(ENTRIES PROVIDED Opens)

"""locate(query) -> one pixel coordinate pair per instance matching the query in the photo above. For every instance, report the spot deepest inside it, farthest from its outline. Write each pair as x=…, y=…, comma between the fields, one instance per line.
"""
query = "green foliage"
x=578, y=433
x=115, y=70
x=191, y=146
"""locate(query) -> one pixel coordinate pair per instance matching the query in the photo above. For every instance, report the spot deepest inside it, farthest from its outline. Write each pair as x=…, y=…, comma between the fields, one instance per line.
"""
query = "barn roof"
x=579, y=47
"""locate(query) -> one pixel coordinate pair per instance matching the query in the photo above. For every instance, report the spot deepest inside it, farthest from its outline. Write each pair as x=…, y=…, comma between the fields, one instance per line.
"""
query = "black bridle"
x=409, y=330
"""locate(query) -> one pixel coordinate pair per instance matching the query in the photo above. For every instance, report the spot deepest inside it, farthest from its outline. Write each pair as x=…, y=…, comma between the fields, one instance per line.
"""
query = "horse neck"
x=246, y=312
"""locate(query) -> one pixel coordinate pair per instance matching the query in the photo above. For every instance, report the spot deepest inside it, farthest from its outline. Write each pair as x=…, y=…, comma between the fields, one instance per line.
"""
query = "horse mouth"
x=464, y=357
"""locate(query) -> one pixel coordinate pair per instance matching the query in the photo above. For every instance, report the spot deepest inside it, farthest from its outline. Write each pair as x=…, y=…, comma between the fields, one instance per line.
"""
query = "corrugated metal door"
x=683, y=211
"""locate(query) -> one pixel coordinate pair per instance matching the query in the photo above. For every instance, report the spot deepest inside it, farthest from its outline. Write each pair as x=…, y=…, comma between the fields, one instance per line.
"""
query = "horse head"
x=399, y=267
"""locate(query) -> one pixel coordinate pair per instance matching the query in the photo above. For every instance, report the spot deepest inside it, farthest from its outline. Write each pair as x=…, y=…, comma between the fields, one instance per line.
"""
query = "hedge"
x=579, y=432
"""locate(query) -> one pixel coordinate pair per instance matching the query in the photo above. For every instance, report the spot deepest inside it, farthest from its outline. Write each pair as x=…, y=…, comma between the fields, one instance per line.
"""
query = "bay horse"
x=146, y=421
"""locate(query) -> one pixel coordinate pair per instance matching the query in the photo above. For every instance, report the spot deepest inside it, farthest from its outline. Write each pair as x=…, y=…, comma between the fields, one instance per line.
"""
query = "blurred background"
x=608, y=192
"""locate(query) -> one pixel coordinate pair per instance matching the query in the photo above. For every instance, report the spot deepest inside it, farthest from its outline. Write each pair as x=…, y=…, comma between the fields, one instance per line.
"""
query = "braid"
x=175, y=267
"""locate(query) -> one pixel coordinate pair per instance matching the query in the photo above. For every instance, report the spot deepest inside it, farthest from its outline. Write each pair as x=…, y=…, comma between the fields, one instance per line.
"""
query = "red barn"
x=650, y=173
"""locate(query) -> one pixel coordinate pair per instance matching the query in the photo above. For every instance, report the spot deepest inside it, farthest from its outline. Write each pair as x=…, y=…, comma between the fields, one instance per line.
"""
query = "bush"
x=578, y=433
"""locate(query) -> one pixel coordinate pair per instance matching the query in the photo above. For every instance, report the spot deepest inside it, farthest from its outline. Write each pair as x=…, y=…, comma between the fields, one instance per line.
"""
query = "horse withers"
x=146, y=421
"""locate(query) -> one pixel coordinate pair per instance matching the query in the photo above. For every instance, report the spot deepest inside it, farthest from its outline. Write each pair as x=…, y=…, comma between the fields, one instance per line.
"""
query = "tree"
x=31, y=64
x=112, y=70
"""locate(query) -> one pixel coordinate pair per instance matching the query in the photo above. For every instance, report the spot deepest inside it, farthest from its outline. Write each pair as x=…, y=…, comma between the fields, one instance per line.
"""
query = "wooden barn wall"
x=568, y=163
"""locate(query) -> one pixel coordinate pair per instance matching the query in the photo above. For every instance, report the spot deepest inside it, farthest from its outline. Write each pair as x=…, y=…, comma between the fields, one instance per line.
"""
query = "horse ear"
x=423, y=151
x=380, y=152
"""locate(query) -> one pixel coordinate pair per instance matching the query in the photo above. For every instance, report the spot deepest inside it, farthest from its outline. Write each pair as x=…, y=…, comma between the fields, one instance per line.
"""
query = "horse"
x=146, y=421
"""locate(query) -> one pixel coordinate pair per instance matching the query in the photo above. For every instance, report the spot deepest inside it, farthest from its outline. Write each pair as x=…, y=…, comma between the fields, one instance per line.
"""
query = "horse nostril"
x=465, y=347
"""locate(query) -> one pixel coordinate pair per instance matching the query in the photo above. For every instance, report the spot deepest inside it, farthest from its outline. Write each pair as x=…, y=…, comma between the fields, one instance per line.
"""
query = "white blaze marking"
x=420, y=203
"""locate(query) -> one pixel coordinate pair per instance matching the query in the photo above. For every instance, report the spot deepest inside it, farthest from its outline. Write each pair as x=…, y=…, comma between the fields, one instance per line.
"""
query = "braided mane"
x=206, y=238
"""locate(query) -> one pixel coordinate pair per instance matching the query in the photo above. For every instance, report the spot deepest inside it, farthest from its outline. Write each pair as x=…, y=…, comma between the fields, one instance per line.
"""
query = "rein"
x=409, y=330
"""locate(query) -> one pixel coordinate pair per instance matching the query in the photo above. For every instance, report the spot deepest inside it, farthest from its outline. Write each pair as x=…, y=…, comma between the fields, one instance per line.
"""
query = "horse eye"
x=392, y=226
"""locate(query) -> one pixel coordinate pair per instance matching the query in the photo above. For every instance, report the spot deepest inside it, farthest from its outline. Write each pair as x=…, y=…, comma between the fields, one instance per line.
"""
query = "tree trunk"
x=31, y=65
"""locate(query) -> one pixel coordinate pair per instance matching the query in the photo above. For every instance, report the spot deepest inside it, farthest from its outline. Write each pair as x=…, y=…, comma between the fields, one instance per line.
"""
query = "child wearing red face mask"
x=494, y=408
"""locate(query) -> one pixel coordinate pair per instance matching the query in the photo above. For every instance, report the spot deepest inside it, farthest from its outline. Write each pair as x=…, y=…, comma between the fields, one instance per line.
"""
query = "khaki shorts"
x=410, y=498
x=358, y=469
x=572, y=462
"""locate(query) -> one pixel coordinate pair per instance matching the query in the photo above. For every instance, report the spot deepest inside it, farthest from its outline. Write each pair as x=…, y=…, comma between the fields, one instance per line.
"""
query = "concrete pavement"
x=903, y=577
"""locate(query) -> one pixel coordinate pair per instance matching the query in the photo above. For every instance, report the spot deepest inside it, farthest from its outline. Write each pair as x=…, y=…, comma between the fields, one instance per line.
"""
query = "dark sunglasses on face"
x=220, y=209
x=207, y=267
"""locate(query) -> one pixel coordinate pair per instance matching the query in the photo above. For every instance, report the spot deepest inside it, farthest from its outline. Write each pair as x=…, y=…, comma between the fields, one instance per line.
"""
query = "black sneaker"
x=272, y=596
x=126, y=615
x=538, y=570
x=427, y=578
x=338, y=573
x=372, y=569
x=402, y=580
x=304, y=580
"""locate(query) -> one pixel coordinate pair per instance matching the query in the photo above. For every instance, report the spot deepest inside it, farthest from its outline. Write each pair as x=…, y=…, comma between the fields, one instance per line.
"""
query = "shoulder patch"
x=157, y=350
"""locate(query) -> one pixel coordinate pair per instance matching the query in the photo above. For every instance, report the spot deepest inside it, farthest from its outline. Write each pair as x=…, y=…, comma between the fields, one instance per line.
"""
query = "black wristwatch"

(ENTRIES PROVIDED Closes)

▶ **TASK DIRECTIONS**
Write the data from above out again, exactly.

▶ **ANSWER TO THIS PROBLEM**
"""locate(query) -> one pixel coordinate pair per instance matching the query in the photo above. For every instance, report the spot deepest inside it, farthest from its outline. Write each pair as x=…, y=…, comma between the fields, one instance per line.
"""
query = "green foliage"
x=578, y=433
x=115, y=70
x=191, y=146
"""locate(query) -> one pixel coordinate pair per instance matching the query in the photo above. For every instance, report the spot deepest inside it, farthest from its outline. Write each pair as x=…, y=…, comma between the fields, one instance per line.
"""
query = "barn roof"
x=579, y=47
"""locate(query) -> one pixel coordinate pair per instance matching the query in the photo above. For every instance, report the spot deepest inside it, farthest from its outline. Write each pair as x=…, y=…, comma between the fields, one instance per line.
"""
query = "black bridle"
x=409, y=330
"""locate(query) -> one pixel coordinate pair per instance matching the query in the photo above. For every instance, report the spot deepest inside it, farthest from its outline. Write each pair as x=…, y=…, comma between the fields, one instance per line.
"""
query = "horse neck"
x=246, y=312
"""locate(query) -> one pixel coordinate pair per instance matching the query in the photo above. For every instance, report the spot deepest inside it, farthest from its outline. Write each pair as x=…, y=…, comma between the fields, one instance per line.
"""
query = "horse mouth"
x=464, y=357
"""locate(query) -> one pixel coordinate pair per instance matching the query in the photo above. For every instance, report the spot deepest inside it, farthest from its outline. Write each pair as x=…, y=…, comma between the fields, one instance per line.
"""
query = "corrugated metal door"
x=683, y=211
"""locate(query) -> one pixel coordinate pair per instance matching the query in the photo above. For every instance, report the spot deepest inside it, farthest from its outline. Write each pair as x=…, y=…, comma between the fields, one instance per line.
"""
query = "horse head"
x=399, y=267
"""locate(query) -> one pixel coordinate pair per instance matching the query in the photo above. For every instance, report the spot deepest inside it, farthest from its outline. Write each pair as x=…, y=…, comma between the fields, one instance per line.
"""
query = "hedge"
x=579, y=432
"""locate(query) -> one pixel coordinate pair per instance matching the query in the photo above. For every instance, report the spot deepest inside it, farthest from its outline. Write each pair as x=…, y=…, comma between the fields, one instance per line.
"""
query = "bay horse"
x=146, y=421
"""locate(query) -> one pixel coordinate pair per instance matching the query in the photo above. For every instance, report the spot deepest inside it, farthest from its outline. Write each pair as x=…, y=…, comma between the fields, one instance per line.
"""
query = "blurred background"
x=608, y=192
"""locate(query) -> one pixel coordinate pair per instance matching the query in the photo above. For every instance, report the spot deepest inside it, farthest from its outline. Write each pair as x=…, y=…, comma between the fields, one instance per line.
"""
query = "braid"
x=175, y=267
"""locate(query) -> one pixel coordinate pair per instance matching the query in the photo above. For every instance, report the spot deepest inside it, farthest from its outline. Write each pair as x=…, y=…, comma between the fields, one instance per line.
"""
query = "red barn"
x=650, y=173
"""locate(query) -> one pixel coordinate pair per instance matching the query in the photo above. For every instance, report the spot deepest inside it, farthest from its outline. Write each pair as x=…, y=…, comma between the fields, one instance per line.
"""
query = "bush"
x=578, y=433
"""locate(query) -> one pixel coordinate pair per instance matching the query in the photo above. For every instance, report the spot deepest inside it, farthest from its outline. Write each pair as x=…, y=…, comma between the fields, one instance per line.
"""
query = "horse withers"
x=146, y=421
"""locate(query) -> one pixel coordinate pair per instance matching the query in the photo above. For every instance, report the spot deepest inside it, farthest from its outline. Write each pair as x=…, y=…, comma between the fields, one instance per line.
"""
query = "tree"
x=31, y=64
x=112, y=70
"""locate(query) -> one pixel coordinate pair per instance matching the query in the photo above. For every instance, report the spot deepest inside it, farthest from its outline. Write each pair as x=…, y=…, comma between the fields, one instance per line.
"""
query = "wooden barn wall"
x=568, y=163
"""locate(query) -> one pixel coordinate pair per instance matching the query in the photo above. For every instance, report the spot deepest inside it, farthest from its outline. Write each pair as x=…, y=…, comma between the fields, one instance per line.
"""
query = "horse ear"
x=423, y=151
x=380, y=152
"""locate(query) -> one pixel coordinate pair per instance matching the query in the photo above. For every instance, report the spot deepest inside it, farthest from its outline. Write each pair as x=…, y=…, comma between the fields, one instance per line.
"""
query = "horse"
x=146, y=421
"""locate(query) -> one pixel coordinate pair per instance matching the query in the photo above. For every instance, report the spot deepest inside it, farthest from its outline. Write each pair as x=…, y=…, comma between the fields, one instance per line.
"""
query = "horse nostril"
x=465, y=347
"""locate(query) -> one pixel coordinate pair per instance matching the query in the photo above. For every instance, report the spot deepest inside it, farthest from its outline. Write each pair as x=…, y=…, comma between the fields, one instance per line.
"""
query = "white blaze marking"
x=420, y=203
"""locate(query) -> one pixel coordinate pair per instance matching the query in the photo above. For every instance, report the spot deepest inside it, farthest from its outline. Write each pair as x=…, y=…, comma between the fields, one instance per line.
"""
query = "braided mane"
x=206, y=238
"""locate(query) -> one pixel coordinate pair per instance matching the query in the photo above. For every instance, report the spot deepest inside it, farthest from its outline. Write each pair as x=…, y=…, comma between the fields, one instance per line.
"""
query = "rein"
x=409, y=330
"""locate(query) -> one pixel coordinate pair per instance matching the query in the photo above. For every instance, report the spot deepest inside it, farthest from its outline. Write each pair as x=…, y=…, comma between the fields, one instance per line.
"""
query = "horse eye"
x=392, y=226
"""locate(query) -> one pixel coordinate pair per instance matching the query in the photo above. For every instance, report the spot deepest inside it, farthest from its outline. Write each pair as x=…, y=…, comma between the fields, one instance per line.
"""
query = "tree trunk"
x=31, y=65
"""locate(query) -> one pixel coordinate pair per instance matching the query in the photo above. For every instance, report the spot deepest inside it, farthest from its outline. Write each pair as x=…, y=…, comma between the fields, one instance per line.
"""
query = "child wearing red face mask"
x=494, y=408
"""locate(query) -> one pixel coordinate pair per instance matching the query in the photo above. For every instance, report the spot deepest inside it, farthest from its outline. Write each pair as x=…, y=…, comma between the fields, one instance per line.
"""
query = "khaki shorts"
x=410, y=498
x=358, y=469
x=572, y=462
"""locate(query) -> one pixel coordinate pair per instance matching the query in the photo above. For every instance, report the spot deepest inside it, farthest from its outline. Write each pair as x=…, y=…, comma between the fields, one instance per line.
"""
query = "concrete pavement"
x=903, y=577
"""locate(query) -> one pixel coordinate pair per instance matching the query in the photo above. For every instance, report the spot deepest inside it, farthest from its outline. Write each pair as x=…, y=…, comma between the fields, one instance per line.
"""
query = "dark sunglasses on face"
x=220, y=209
x=207, y=267
"""locate(query) -> one pixel coordinate pair per instance matching the query in the photo above. For every instance, report the spot deepest inside it, farthest from its outline. Write each pair as x=…, y=…, comma between the fields, one instance per line.
"""
query = "black sneaker"
x=272, y=596
x=126, y=615
x=538, y=570
x=427, y=578
x=338, y=573
x=372, y=569
x=402, y=580
x=304, y=580
"""locate(query) -> one pixel coordinate pair per instance matching the query in the photo above. For every instance, report the spot deepest inside it, farthest from its outline. Write each pair as x=…, y=…, comma between the fields, one instance per line.
"""
query = "shoulder patch"
x=157, y=350
"""locate(query) -> one pixel coordinate pair per instance matching the query in the photo above. For every instance, report the spot deepest inside it, farthest from its outline. Write each pair as x=…, y=…, comma between the fields, one instance per line.
"""
query = "black wristwatch"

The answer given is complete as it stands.